> [Supplied records]

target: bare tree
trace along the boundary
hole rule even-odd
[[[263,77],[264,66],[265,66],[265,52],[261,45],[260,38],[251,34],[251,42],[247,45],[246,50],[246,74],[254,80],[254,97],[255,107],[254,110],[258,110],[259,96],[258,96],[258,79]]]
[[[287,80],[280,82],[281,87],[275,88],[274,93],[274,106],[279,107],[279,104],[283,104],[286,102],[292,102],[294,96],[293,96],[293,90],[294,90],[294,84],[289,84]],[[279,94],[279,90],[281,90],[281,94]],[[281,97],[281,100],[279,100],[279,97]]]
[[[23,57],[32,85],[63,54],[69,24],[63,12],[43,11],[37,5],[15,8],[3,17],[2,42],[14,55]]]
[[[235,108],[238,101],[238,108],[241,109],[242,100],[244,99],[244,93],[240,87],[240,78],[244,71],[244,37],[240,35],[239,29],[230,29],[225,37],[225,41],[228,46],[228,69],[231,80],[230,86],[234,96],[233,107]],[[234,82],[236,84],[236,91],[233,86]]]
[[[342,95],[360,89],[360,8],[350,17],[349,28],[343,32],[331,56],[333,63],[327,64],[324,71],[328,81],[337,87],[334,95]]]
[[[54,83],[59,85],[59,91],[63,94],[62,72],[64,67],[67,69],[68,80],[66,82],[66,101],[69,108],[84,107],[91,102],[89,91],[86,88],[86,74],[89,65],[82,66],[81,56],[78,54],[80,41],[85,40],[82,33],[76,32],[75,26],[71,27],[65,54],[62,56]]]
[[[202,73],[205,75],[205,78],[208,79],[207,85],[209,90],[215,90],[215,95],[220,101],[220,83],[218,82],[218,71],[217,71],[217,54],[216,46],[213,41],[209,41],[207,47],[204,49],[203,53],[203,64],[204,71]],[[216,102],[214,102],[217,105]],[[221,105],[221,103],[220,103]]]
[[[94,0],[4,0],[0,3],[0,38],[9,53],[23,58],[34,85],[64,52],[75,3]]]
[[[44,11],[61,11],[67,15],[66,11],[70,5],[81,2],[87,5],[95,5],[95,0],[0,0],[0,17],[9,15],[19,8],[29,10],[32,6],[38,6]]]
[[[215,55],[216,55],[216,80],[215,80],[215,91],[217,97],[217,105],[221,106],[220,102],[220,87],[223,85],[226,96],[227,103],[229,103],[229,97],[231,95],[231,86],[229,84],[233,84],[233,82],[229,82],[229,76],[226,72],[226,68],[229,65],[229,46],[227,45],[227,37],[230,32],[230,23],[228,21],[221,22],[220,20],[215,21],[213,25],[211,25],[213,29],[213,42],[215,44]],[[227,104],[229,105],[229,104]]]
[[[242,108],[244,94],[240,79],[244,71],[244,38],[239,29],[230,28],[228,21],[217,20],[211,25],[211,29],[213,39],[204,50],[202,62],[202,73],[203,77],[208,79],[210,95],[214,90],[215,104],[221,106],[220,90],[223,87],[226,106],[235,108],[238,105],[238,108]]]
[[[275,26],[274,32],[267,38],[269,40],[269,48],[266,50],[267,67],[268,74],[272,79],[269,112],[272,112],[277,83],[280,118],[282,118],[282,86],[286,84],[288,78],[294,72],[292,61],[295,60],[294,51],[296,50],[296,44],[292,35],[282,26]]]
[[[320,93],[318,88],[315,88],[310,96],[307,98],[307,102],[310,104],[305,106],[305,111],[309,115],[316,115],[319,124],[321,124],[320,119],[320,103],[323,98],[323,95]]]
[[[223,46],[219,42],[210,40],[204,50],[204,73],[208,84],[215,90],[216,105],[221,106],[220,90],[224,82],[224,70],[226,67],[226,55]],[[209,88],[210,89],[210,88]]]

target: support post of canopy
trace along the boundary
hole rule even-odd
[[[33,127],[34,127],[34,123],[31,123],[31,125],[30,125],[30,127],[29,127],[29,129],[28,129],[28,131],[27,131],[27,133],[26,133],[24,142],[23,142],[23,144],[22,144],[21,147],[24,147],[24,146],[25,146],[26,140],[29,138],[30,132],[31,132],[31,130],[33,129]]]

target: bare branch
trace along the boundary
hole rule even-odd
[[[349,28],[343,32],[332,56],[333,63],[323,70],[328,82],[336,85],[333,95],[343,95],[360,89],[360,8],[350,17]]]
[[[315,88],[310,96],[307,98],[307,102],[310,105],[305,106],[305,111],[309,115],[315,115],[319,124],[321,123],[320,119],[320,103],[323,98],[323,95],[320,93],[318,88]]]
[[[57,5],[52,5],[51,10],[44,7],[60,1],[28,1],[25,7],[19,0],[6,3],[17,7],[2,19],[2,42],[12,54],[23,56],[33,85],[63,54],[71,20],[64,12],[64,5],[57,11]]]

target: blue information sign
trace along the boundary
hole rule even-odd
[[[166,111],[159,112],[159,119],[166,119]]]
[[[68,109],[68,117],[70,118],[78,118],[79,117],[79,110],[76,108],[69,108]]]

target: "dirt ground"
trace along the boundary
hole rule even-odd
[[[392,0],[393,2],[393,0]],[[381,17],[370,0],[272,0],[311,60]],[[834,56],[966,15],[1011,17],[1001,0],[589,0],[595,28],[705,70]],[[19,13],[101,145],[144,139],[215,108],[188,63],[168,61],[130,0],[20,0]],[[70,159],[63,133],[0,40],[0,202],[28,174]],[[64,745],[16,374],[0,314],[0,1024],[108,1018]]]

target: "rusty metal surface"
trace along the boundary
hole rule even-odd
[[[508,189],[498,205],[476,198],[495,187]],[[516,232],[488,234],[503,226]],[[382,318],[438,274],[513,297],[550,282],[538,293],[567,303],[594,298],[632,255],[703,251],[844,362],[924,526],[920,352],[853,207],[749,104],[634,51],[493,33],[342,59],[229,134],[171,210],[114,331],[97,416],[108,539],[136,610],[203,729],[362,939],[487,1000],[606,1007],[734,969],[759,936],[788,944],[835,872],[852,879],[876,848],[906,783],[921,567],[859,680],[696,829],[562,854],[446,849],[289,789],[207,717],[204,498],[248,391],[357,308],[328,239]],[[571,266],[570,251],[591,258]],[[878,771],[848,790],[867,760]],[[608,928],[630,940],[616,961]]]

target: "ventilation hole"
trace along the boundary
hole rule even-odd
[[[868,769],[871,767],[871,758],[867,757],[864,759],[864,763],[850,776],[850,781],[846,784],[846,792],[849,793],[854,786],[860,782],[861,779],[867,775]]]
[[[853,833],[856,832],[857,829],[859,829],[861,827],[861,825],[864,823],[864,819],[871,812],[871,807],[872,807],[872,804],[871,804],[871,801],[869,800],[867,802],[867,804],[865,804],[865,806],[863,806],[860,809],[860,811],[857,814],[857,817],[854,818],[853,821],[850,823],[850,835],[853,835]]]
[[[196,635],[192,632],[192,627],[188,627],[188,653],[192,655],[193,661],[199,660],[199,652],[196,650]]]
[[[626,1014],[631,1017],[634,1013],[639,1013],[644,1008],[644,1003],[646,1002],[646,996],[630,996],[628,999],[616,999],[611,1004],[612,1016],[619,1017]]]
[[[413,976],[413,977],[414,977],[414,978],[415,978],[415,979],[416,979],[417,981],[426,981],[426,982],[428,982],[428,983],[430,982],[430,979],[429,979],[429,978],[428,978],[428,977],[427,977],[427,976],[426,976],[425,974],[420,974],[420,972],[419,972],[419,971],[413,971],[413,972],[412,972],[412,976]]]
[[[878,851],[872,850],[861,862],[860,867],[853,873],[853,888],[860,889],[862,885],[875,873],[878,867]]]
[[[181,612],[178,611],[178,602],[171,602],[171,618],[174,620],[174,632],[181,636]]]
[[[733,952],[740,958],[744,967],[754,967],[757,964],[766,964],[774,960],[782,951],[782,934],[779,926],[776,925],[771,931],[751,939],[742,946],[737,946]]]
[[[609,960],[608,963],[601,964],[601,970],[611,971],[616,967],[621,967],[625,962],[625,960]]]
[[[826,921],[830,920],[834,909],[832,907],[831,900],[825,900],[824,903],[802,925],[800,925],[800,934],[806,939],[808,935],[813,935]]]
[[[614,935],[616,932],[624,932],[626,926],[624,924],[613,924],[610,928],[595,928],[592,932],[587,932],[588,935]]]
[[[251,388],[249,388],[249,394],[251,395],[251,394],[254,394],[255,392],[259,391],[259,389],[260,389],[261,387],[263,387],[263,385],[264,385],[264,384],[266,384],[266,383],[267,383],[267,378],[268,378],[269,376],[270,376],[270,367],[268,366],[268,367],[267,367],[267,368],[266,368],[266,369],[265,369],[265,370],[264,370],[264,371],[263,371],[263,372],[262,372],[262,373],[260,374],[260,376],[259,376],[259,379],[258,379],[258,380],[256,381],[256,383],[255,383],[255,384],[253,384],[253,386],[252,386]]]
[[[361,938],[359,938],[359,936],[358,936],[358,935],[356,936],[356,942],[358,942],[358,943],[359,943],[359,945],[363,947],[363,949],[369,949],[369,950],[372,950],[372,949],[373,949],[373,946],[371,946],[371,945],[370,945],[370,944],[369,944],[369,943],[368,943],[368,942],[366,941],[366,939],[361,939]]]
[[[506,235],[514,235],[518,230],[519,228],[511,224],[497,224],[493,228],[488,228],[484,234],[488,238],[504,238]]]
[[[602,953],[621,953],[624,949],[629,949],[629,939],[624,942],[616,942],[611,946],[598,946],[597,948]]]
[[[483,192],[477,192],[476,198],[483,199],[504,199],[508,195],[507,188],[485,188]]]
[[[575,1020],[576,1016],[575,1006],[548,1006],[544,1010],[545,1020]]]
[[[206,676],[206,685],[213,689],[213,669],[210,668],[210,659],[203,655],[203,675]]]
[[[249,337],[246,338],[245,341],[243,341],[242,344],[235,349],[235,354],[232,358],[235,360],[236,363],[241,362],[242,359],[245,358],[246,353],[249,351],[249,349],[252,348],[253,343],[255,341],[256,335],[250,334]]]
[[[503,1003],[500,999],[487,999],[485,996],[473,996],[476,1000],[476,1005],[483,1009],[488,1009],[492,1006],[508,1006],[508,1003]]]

> [What to produce] For every line above that has "bare" in it, copy the line.

> [Result for this exercise]
target: bare tree
target: bare branch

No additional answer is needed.